> _WRITTEN PROBLEM 1_: Reproduce the passage of the article on the Assad regime's prisons, starting with "Saydnaya prison, Damascus, Syria" and going on through "how many perished.".

> _TEXT SHOWN_:
################

Saydnaya prison, Damascus, Syria
Nancy Lindisfarne writes:
For forty-six years the Assad regime has ruled Syria with murderous brutality. A measure of this brutality was the quelling of a popular uprising against the regime in the city of Hama in 1982. Assad (the father) bombed and killed some 20,000 Syrian citizens. Or perhaps 40,000 – the violence was so comprehensive and effective that it has never been possible to establish exactly how many perished.
The massacre in Hama and the violence of the Assads’ secret prisons served to terrify the population and kept people quiescent. Until 2011. In the Arab Spring hope was contagious. Syrians rose up to rid themselves of a tyrannical regime.
Internationally, the massacre and prisons were well known. But they were ignored by the US, the Russians and the other international players who found that the Middle Eastern dictatorships served them well. [1]
Horrific photographic evidence of the extent and horror of Assad’s prisons came out in 2015. A former Syrian military photographer known only as Caesar had copied thousands of photographs of the tortured, starved and burnt bodies of prisoners held in Bashar al Assad’s jails. The photographs, the results of Caesar’s heroism, got widespread coverage, including Garance le Caise’s Long Read in The Guardian in October 2015.[2]
What happened then was extraordinary. The photographs – there were thousands of them – were shown to the EU, to US congressmen, and to the UN Human Rights Council, but they were quickly forgotten by the politicians and the mainstream media. Others – outright regime loyalists, and even Bashar al-Assad himself in a long interview published in January 2015 in the American magazine Foreign Affairs, dismissed the photographs as fakes. This tale was spun by others too, like the ‘radical’ magazine Counterpunch, which supported the Russian military intervention on the side of the regime.
Indeed, at a time when the United States, and Russia, the Brits and others, all in their different ways, were supporting the Assad regime, the heart-stopping photographs of dead Syrian torture victims were just plain inconvenient. As Caesar himself commented, ‘The politicians want to turn the page and negotiate with Bashar al-Assad. How did we get to that point?’
Two years further on, after six years of civil war, Aleppo has been destroyed. Close to half a million people have died, the majority killed by Assad’s forces and Russian and American bombers. Among the living, five million are refugees abroad, and many more have been driven from their homes but remain inside Syria. Now, Caesar’s photographs have been rediscovered, and other humanitarian voices are again allowed to be heard.

################

> _EXERCISE INPUT_:
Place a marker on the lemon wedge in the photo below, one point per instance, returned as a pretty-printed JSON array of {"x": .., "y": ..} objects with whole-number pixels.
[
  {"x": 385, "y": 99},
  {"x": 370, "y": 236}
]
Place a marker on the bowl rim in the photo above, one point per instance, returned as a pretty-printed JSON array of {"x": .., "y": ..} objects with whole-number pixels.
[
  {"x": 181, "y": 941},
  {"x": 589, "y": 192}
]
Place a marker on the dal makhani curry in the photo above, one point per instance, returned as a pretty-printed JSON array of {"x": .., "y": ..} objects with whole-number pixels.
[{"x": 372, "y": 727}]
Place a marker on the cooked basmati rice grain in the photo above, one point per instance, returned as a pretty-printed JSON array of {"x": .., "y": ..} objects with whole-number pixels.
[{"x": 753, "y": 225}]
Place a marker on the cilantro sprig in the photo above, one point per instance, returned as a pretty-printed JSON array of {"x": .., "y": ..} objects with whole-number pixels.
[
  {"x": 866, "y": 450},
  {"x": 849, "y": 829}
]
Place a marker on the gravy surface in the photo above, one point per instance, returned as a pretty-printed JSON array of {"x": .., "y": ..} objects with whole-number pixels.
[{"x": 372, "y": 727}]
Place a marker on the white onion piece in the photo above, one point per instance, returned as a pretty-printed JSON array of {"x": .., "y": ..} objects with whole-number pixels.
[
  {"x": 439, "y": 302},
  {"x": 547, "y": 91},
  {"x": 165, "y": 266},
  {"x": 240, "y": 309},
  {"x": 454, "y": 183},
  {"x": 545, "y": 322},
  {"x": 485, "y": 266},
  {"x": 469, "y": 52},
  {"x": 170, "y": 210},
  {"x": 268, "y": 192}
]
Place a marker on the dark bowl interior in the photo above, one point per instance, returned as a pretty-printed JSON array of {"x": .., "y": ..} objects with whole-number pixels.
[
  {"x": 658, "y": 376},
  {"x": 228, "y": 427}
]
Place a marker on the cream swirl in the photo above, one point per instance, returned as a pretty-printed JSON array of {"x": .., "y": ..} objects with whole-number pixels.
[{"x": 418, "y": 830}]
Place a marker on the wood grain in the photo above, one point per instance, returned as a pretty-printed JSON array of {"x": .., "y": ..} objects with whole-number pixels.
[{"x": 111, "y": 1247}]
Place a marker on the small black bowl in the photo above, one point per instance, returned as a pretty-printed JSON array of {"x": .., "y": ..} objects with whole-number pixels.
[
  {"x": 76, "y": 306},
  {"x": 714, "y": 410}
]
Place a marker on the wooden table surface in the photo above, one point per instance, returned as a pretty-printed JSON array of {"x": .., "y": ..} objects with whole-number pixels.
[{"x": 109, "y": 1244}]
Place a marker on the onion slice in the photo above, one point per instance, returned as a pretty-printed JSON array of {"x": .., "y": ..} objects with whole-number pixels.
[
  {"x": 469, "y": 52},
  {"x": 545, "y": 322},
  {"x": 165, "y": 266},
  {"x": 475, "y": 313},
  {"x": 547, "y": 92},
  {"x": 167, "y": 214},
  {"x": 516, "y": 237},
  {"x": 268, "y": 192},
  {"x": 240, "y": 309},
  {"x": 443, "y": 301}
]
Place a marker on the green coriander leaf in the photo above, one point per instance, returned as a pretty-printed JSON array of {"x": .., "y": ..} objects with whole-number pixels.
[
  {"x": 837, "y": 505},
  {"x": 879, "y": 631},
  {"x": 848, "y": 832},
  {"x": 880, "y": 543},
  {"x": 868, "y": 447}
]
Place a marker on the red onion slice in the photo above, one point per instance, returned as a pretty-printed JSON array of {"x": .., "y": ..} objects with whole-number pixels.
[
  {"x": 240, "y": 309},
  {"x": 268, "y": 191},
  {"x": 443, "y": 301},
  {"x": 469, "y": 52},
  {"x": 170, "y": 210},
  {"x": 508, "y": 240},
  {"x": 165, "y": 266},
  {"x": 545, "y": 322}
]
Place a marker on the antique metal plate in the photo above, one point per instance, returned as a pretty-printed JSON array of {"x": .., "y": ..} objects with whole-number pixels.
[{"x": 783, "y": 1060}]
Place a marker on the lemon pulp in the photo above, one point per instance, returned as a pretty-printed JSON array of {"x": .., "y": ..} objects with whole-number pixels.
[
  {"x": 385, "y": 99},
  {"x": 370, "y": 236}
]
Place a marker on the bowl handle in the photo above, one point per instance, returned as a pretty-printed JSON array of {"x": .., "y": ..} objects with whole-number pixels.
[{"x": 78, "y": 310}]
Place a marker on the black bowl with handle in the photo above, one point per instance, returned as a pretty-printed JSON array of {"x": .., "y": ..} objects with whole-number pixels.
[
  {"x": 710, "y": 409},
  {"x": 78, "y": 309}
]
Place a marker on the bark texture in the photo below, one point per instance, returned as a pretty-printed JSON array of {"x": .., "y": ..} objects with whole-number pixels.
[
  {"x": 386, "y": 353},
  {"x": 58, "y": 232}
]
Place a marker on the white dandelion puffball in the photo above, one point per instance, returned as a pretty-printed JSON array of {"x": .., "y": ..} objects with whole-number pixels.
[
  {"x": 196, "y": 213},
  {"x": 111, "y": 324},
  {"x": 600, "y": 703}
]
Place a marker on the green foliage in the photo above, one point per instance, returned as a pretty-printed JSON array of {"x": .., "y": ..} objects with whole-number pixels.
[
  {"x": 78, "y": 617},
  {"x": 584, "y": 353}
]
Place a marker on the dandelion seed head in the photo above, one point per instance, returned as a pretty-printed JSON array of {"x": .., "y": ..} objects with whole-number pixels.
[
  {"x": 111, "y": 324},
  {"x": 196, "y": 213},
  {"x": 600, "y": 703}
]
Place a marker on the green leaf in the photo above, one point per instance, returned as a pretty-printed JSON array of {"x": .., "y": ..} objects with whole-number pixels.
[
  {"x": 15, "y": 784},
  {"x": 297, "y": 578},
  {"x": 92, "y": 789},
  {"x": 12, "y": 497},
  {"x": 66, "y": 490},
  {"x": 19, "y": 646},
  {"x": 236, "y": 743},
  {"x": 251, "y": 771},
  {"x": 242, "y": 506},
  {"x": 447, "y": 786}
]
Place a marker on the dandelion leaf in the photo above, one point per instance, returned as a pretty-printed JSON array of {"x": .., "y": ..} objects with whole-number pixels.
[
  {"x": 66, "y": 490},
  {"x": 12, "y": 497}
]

################

> _WRITTEN PROBLEM 2_: Identify each line of the rows above that contains the word "curry", and copy those lines.

> _WORKED ANSWER 1_:
Saydnaya prison, Damascus, Syria
Nancy Lindisfarne writes:
For forty-six years the Assad regime has ruled Syria with murderous brutality. A measure of this brutality was the quelling of a popular uprising against the regime in the city of Hama in 1982. Assad (the father) bombed and killed some 20,000 Syrian citizens. Or perhaps 40,000 – the violence was so comprehensive and effective that it has never been possible to establish exactly how many perished.

> _WORKED ANSWER 2_:
Place a marker on the dal makhani curry in the photo above, one point per instance, returned as a pretty-printed JSON array of {"x": .., "y": ..} objects with whole-number pixels.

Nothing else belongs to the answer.